[[ Document passage, beginning ]]
The one thing to note about lorlatinib is that it has a unique toxicity profile that differs from any of the other TKIs we have dealt with. Most patients get hypercholesterolemia and have to go on statin therapy. Patients can also experience cognitive adverse events, including mood and personality changes. While that's not super common, it's concerning enough that it has become something to consider when you’re deciding whether to treat a patient with the agent.
The other alternative for patients who progress on a frontline ALK inhibitor is chemotherapy. It's a traditional treatment for NSCLC. Now we have some evidence that chemotherapy plus immunotherapy may be active in patients with EGFR- and ALK-positive disease, so that's also an option for these patients. I would also want to encourage patients who progress to consider enrolling in a clinical trial. The median survival for these patients is now many years, and we want to keep pushing the envelope.
Are there any ongoing trials in the second-line ALK-positive NSCLC setting?
The ALK Master Protocol/NRG Intergroup trial is a very important study that is already open. In the trial, patients who progressed on any ALK inhibitor will get a biopsy and a blood-based plasma test to look for mechanisms of acquired resistance. Based on the results of the test, they're assigned to one of 5 or 6 different arms of different ALK inhibitors or combinations with ALK inhibitors or other targeted agents. I strongly encourage patients with progressive ALK-positive disease to be referred for that study.
Could you speak to the drugs that are showing activity in ROS1-positive NSCLC?
Crizotinib is the standard treatment for these patients. The ALK and ROS tyrosine kinase domains are almost identical, so the drugs tend to work pretty similarly. However, in the ROS1 space, we’re seeing an ORR of 70% to 80% and a median PFS of 19.3 months with crizotinib. A recent update showed a 51.4-month median OS with crizotinib in these patients.
We have a new drug in the ROS1 space called entrectinib; it also targets NTRK fusions, which are extremely rare in lung cancer. However, patients can do very well [on targeted therapy] if they’re identified. In patients with ROS1 positivity, entrectinib seemed to work identically to crizotinib in terms of ORR and PFS. The agent also seems to be active in the CNS, so it’s a very appealing option in this space. However, once patients progress, we really don't have any data for subsequent treatment. Therefore, chemotherapy alone or perhaps with immunotherapy would be an appropriate choice in that case.
[[ Document passage, end ]]
Continue the interview passage on treating ALK- and ROS1-positive lung cancer from the point where it stops.
[[ Stored data, beginning ]]
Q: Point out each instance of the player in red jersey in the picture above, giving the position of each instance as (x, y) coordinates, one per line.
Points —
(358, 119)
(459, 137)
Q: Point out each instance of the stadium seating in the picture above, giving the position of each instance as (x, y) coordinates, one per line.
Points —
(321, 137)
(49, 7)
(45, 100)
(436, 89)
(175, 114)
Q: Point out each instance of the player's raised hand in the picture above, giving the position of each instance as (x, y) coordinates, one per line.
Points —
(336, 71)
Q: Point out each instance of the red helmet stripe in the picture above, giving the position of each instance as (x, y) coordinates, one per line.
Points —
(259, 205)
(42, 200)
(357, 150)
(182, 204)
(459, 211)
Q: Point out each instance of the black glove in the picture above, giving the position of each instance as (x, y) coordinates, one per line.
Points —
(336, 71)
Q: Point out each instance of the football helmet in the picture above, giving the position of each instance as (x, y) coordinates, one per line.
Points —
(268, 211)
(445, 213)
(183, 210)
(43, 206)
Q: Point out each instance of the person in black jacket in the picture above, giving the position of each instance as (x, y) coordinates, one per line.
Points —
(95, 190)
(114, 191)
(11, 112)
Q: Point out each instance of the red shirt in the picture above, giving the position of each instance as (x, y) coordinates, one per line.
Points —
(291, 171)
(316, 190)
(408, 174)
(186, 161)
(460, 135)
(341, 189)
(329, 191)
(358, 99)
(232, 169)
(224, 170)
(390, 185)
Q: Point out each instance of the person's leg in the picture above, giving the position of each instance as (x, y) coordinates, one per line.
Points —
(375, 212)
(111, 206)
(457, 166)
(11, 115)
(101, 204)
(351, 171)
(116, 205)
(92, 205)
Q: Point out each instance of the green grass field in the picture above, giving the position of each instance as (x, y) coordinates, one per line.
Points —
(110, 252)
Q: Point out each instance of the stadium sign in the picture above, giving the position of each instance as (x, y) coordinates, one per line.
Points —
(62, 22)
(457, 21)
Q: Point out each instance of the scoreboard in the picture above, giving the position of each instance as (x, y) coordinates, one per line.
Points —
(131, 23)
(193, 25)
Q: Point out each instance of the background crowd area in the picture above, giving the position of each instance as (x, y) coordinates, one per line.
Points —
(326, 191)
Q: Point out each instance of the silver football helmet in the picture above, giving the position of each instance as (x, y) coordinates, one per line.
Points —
[[ Stored data, end ]]
Result for this task:
Is genomic testing underutilized in NSCLC?
It’s a vastly underappreciated problem. We know that around 70% to 80% of patients in the United States are being tested for EGFR mutations, but the vast majority of patients are still getting single-gene tests. Providers are ordering an EGFR test, then an ALK test, and then a ROS1 test. We know that beyond the first couple of tests, there's a dramatic drop-off in the availability of tissue with which to do this testing. Beyond EGFR, we're probably talking about less than half of patients who are getting tested.
A publication from the University of Colorado reported that the median survival of patients with ALK-positive disease at their institution was between 7 and 8 years. I have a patient who is 11 years out with metastatic ALK-positive NSCLC who is living a very normal life. These are the kinds of outcomes that patients are going to miss out on. Everyone should talk to their pathologist about getting reflex testing at the time of diagnosis. I strongly believe that we should be doing broad next-generation sequencing—based testing rather than single-gene tests. It doesn't cost that much more to test for every actionable gene than it does to test for a single actionable gene. By the time you get beyond three tests, it's already significantly more expensive. There is no excuse not to test every patient for actionable alterations in 2019.